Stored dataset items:

--*--

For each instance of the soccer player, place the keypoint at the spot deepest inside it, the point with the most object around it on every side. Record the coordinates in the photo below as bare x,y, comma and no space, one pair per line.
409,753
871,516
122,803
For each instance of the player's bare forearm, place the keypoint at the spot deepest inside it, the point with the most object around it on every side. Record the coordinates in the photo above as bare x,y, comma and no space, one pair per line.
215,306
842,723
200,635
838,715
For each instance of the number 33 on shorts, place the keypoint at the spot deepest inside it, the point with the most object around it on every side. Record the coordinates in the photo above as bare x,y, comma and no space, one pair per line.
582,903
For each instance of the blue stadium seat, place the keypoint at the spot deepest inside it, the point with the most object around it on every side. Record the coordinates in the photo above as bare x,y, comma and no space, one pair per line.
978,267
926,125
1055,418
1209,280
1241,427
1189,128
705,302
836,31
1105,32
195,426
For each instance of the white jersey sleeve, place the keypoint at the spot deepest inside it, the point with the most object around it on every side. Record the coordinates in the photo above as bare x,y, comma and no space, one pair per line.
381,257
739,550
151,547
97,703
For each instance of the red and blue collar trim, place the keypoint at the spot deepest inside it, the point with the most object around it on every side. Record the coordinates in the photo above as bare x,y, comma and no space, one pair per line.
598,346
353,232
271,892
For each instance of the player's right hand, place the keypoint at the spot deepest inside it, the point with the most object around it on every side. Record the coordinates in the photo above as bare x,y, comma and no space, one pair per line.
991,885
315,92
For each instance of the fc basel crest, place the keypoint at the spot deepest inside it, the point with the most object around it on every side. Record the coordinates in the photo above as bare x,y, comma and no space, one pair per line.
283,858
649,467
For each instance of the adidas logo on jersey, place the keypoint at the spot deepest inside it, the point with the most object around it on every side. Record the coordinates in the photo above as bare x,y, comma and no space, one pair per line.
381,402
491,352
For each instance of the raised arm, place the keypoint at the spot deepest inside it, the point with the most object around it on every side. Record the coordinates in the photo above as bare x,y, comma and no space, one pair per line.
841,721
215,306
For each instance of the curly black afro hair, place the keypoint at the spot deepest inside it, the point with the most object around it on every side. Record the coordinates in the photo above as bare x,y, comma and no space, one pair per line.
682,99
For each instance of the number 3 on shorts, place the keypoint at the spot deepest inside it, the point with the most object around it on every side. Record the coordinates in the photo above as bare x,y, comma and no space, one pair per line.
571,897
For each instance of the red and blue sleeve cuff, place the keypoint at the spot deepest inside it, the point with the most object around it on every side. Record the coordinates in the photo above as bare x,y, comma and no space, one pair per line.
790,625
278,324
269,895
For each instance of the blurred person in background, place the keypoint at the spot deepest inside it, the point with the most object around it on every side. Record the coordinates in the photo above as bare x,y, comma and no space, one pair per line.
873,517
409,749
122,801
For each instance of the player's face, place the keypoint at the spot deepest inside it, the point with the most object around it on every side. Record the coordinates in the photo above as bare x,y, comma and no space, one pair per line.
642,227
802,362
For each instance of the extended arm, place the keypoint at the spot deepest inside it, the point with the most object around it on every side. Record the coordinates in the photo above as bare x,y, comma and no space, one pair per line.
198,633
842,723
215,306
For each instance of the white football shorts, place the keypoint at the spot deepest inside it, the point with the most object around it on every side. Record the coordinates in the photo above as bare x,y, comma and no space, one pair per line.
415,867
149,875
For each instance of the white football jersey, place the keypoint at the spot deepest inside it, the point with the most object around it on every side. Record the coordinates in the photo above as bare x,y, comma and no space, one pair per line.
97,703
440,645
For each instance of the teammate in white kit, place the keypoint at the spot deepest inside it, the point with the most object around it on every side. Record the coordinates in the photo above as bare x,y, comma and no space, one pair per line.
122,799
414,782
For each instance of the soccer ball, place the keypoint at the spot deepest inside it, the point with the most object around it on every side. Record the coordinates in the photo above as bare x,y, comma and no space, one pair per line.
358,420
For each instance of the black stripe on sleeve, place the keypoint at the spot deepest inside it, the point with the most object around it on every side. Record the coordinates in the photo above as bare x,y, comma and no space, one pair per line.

--*--

Output all of the material exactly as written.

=== Answer in full ===
For each instance of the soccer player, place the keypoint at the spot deepest inside it, the point with the most object around it on every side. Record the coordinates in the photo below as bare x,y, comma and no space, one pair per line.
409,753
871,516
122,803
For each instance of the player's bare forearm, place the keypoint at the spot deepest inside it, the point with the most object around it on every side. Record the coordinates in the photo above as bare x,y, comma and no space, one pair per line.
215,306
842,723
200,635
838,715
For each instance of the number 33 on shorts, place the keypoint at the spot deepest inside it, the point with the most object around it on every side. Record the coordinates in the photo above as bare x,y, comma and no space, one pair per line.
582,903
For each instance of the blue stadium seat, place the keypoint at the spot deepest inside it, the point with the most object around it on every side. Record the coordinates in the photo above as bare x,y, comma and no space, one pair per line.
978,267
926,125
1055,418
1209,280
1241,427
1189,128
705,302
836,31
1105,32
195,426
For each instance of the white jersey sleeve, place the keypoint at the spot deepest inside it, the point with the most object around it on every side. Record the coordinates in the photo above as bare x,y, comma and no space, one pair per line.
381,257
739,550
151,547
97,703
For each instance of the red and blue collar trim, place the keypoint at the spot deepest inside it, the point with the most object around it on every side. Record the coordinates in the photo above as bare x,y, comma and no space, one pair per line.
598,346
353,232
271,892
For each instance of the player's right hand, place the keypoint at the spot deepest inside it, the point with the most object around it on every side. Record the coordinates in the photo above as bare x,y, comma and no space, one pair per line.
991,885
315,92
For each instance of the fc basel crest, place the keypoint at the spot deepest inside it, the point with the most object around it on every side. Record the coordinates in the photo above as bare x,y, comma and no space, one pair per line.
283,858
649,467
For each instance of the adidas logo on jersey, place the keypoint at the spot deepest inside it, the point with the most object around it on every side. Record the coordinates in the photo above as bare x,y, comma and no space, one pair per line.
381,402
491,352
For each instance of the raised arm, place the keypoint at the spot deepest inside it, the point with the most object around it on every side. Record the coordinates in the photo above as bare x,y, comma and no space, one pair per line.
841,721
215,306
For each instance of the curly black afro hair, place the keypoint at the spot deepest inside it, the point with the most object around it on every side. Record the coordinates in the photo above as bare x,y, comma and no space, one pair per line.
682,99
For each instance of the number 3 on shorts, place the keypoint at the spot deepest inside it, the point with the most object around it on every side. Record the coordinates in the photo above as bare x,y, comma and no space, one pair per line.
571,897
For each instance of the red and blue sleeve cuff, place the keypoint at the spot deepest inside it, the point with the most object around it on every side. Record the coordinates in the photo above as bare x,y, comma and no space, one pair per line.
790,625
278,324
269,895
For each instance of the blurred person in background, place the keypoint at the spot deepest inside it, the point with the most object around it on every side. Record the coordinates in the photo above as bare x,y, comma and no space, one pair per line.
873,517
409,749
122,801
For each instance of the player's face, place the keypoint at the spot deepest inside it, the point with the most object around it on every side. Record the coordinates in the photo above as bare x,y, comma and no space, one pair per line.
642,227
802,362
For each instance of the extended arm, place the keypoint at the spot deepest inside it, the point with the most object around it on every side. Record the coordinates in the photo above as bare x,y, comma and no space, one pair per line.
198,633
842,723
215,306
For each instance of the white football shorts, place the keypoint at the spot deepest inside it, the point with the most object around it on every side. Record the coordinates in the photo above as bare x,y, comma and no space, one pair per line.
415,867
149,875
For each instance of the white football jersey, place the keypoint at the spot deepest inside it, the point with the most object around it on every side. Record the coordinates in the photo above as bare x,y, comma and no space, one pair per line.
97,703
440,645
For each instance of the teammate in white kit, place the keypoint at the spot deepest inside it, the point with the most object around it on every side. Record the coordinates in the photo above as bare x,y, comma and no space, one pair per line.
122,799
414,782
For each instance of the soccer ball, place the keypoint at the spot deepest inside it, the point with the most object around it on every side. Record the coordinates in the photo above as bare x,y, comma and no space, one pair per line.
358,420
For each instance of the black stripe on sleeve, place the keypoint at the spot deepest inside it, the point with the most object around it on every side. Record the coordinates in the photo above as bare x,y, comma and no space, one pair per line.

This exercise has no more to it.